Die Schweizer Reisebranche ist in einer verzwickten Lage, was ein neues Pauschalreisegesetz angeht. Travelnews hat mit André Lüthi, SRV Leiter Politik, über den politischen Prozess und das dazu nötige Lobbying gesprochen.

Das aktuelle Pauschalreisegesetz ist 30 Jahre alt und die Schweizer Reisebranche steht im Dilemma. Denn das Gesetz weist Lücken auf.

Das Problem: die von der EU entworfene neue Pauschalreise-Richtlinie kommt vor allem Konsumentinnen und Konsumenten entgegen und würde der Reisebranche etliche Nachteile und Erschwernisse bringen, sei es bei den Vorschriften und Fristen bei Erstattungen oder auch Anzahlungen.

In Deutschland hat der DRV bereits verschiedenste Stellungnahmen abgegeben und diverse Punkte des Entwurfes kritisiert – ja als kontraproduktiv bezeichnet. Während es für Deutschland als EU-Mitglied ein anspruchsvoller «Kampf» wird, sieht die Lage in der Schweiz anders aus. Doch die Meinungen, was zu tun ist, gehen auseinander, wie die SRV-GV in Parma im November gezeigt hat. Immerhin 63 Prozent der SRV-Mitglieder möchten einen Vorstoss für einen Schweizer Sonderweg wagen – zeigt die informelle Abstimmung in Parma.

André Lüthis Warnung

«Wenn wir nichts tun, laufen wir Gefahr, dass die Schweiz, wie in vielen anderen Bereichen, eins-zu-eins die überregulierte EU-Gesetzgebung übernimmt», warnt André Lüthi, CEO der Globetrotter Group und SRV-Politverantwortlicher mit guter Vernetzung in Bern.

So haben SRV-Präsident Martin Wittwer und André Lüthi im Oktober ein Schreiben an Bundesrätin und Justizministerin Elisabeth Baume-Schneider verfasst und dabei diese offenen Fragen aufgeworfen:

  • Was geschieht mit der Motion Markwalder (Sanktionen gegen Reisebüros ohne Kundengeldabsicherung)?

*Aufgaben*:
**a)** Fasse den Absatz des Übungstexts, der mit «In Deutschland hat der DRV» beginnt, als Stichpunktliste zusammen. Alle wesentlichen Fakten sollen erhalten bleiben.
**b)** Greife den Übungstext über das Schweizer Pauschalreisegesetz an seinem Ende auf und schreibe ihn weiter.

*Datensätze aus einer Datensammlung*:
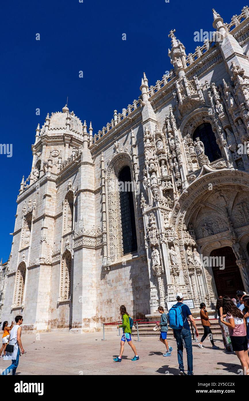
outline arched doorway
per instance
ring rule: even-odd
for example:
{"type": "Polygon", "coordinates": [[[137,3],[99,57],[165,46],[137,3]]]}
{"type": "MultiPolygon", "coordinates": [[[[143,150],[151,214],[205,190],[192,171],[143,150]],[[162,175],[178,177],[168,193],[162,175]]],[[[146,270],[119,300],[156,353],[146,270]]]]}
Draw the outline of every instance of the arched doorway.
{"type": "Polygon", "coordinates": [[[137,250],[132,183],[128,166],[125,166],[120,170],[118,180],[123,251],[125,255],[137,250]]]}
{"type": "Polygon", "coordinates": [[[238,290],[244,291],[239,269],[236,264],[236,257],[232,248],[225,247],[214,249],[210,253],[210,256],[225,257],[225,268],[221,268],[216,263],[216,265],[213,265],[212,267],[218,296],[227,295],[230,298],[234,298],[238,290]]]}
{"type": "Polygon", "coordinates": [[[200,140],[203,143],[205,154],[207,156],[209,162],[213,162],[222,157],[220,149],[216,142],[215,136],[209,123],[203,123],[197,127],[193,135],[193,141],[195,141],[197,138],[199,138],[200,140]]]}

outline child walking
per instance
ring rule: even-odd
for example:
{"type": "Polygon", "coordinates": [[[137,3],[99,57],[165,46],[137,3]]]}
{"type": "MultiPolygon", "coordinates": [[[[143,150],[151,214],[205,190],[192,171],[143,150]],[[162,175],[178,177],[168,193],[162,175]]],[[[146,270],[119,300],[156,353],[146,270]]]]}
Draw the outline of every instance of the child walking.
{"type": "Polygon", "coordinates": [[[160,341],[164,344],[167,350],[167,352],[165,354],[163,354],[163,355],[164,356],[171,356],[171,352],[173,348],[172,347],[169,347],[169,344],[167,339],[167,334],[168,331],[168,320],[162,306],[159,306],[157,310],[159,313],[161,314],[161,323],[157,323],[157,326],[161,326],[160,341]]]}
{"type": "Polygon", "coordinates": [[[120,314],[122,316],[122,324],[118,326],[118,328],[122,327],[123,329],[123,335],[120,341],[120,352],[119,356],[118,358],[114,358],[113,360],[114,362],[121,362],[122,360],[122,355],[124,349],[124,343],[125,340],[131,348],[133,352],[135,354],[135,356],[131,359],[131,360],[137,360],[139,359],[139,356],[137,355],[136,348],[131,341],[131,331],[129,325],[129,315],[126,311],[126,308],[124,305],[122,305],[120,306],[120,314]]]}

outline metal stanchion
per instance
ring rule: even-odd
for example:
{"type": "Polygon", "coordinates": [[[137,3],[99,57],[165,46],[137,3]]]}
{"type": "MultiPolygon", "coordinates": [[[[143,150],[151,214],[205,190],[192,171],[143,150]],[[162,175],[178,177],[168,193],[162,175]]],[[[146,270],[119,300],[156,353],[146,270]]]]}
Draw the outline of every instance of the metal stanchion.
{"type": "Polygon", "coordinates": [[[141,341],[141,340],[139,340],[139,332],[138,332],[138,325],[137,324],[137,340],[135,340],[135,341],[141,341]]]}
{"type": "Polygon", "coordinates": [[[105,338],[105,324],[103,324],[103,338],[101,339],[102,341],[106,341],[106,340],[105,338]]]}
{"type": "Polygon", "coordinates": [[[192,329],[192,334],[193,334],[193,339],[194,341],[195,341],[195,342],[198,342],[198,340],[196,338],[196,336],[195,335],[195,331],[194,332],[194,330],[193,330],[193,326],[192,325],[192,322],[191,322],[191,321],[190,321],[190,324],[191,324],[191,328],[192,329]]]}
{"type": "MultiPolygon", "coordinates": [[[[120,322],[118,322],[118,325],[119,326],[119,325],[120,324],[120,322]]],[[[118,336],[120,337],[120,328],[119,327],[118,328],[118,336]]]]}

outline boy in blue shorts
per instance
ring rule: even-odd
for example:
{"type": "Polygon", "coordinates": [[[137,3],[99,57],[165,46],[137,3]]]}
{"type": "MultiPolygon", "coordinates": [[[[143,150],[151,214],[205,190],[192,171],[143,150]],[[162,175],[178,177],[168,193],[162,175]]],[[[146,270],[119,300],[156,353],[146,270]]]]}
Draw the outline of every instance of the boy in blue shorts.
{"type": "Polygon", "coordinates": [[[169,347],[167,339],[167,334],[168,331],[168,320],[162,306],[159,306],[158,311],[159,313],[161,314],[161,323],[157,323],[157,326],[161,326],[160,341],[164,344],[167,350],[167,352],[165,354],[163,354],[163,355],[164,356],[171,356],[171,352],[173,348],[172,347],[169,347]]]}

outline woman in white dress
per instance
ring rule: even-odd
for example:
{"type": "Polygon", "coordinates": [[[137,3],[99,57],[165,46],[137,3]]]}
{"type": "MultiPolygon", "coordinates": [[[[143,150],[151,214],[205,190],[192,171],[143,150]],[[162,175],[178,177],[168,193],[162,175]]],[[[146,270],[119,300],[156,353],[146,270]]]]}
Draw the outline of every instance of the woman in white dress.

*Lösungen*:
**a)**
- Der DRV hat in Deutschland bereits verschiedenste Stellungnahmen abgegeben und diverse Punkte des Entwurfs kritisiert, teils sogar als kontraproduktiv.
- Für Deutschland als EU-Mitglied wird es ein anspruchsvoller «Kampf», in der Schweiz sieht die Lage anders aus.
- Über das richtige Vorgehen gehen die Meinungen auseinander, wie die SRV-GV in Parma im November gezeigt hat.
- Laut einer informellen Abstimmung in Parma möchten 63 Prozent der SRV-Mitglieder einen Vorstoss für einen Schweizer Sonderweg wagen.

**b)**
  • Was gedenkt die Schweiz zu machen im Kontext der EU-Revision des Reiserechts?
  • Gibt es die Möglichkeit eines Sonderweges der Schweiz?
  • Wenn ja, wie?
  • Mit welchem juristischen Prozess?

Noch ist die Antwort des Justizministeriums ausstehend. Welches sind aber die nächsten Schritte? André Lüthi dazu: «Wenn eine Antwort vorliegt, geht es als SRV-Vorstand darum, je nach Antwort, Parlamentarierinnen und Parlamentarier für das Anliegen zu gewinnen, so dass diese zum Beispiel einen parlamentarischen Vorstoss einreichen.» Dann gelte es, dass der SRV und der Garantiefonds  einbezogen werden in Bern, um einzelne Punkte mitzugestalten, sei es Einzelleistungen oder das Rückzahlungsprozedere, das sich bei einem neuen EU-Reisegesetz negativ für die Reisebranche auswirken würde. Wenn es dann mal im Parlament zu einer Abstimmung kommen sollte, gehe es darum, die Parlamentarier zu sensibilisieren, führt Lüthi weiter aus.

Reisebranche durchaus gut vernetzt

Doch ist das so einfach? Lassen sich die Parlamentarier gewinnen für das Anliegen und die Sichtweise der Reisebranche? Lüthi findet schon, weist aber auf eine Knacknuss hin: «Die einen Politikerinnen und Politiker wollen den Konsumentenschutz weiter verstärken, auf der anderen Seite stehen jene Politiker, welche die seitenlangen EU-Regulatorien als unnütz bezeichnen.» Dies sei die Gratwanderung. Es gehe darum, den Politikern den Sinn und Unsinn einer neuen Gesetzgebung zu erklären – «es geht um eine vernünftige Gesetzgebung für die Schweiz, die den Konsumentenschutz wie die operationellen und wirtschaftlichen Herausforderungen der Reisebranche in gleichem Masse einbezieht».

Bei diesem Punkt reagiert der Globetrotter-Chef auf den immer wieder mal geäusserten Vorwurf, die Schweizer Reisebranche sei in Bundesbern nicht oder nicht gut vernetzt, heftig: «Sorry, wir kennen mittlerweile sehr viele Parlamentarier und auch Bundesräte!»

Klar sei dies bis zur Corona-Pandemie noch nicht in dem Mass der Fall gewesen, doch es habe auch an Themen gefehlt. Mittlerweile sei die Vernetzung sehr gut, unterstreicht Lüthi – und dies betreffe nicht nur ihn, auch weitere Branchenvertreterinnen und Vertreter hätten sehr gute Kontakte, etwa Roger Geissberger, Birgit Sleegers, Koni Koelbl, Sonja Laborde oder Stéphane Jayet. «Mit Corona sind wir in Bern wirklich angekommen.»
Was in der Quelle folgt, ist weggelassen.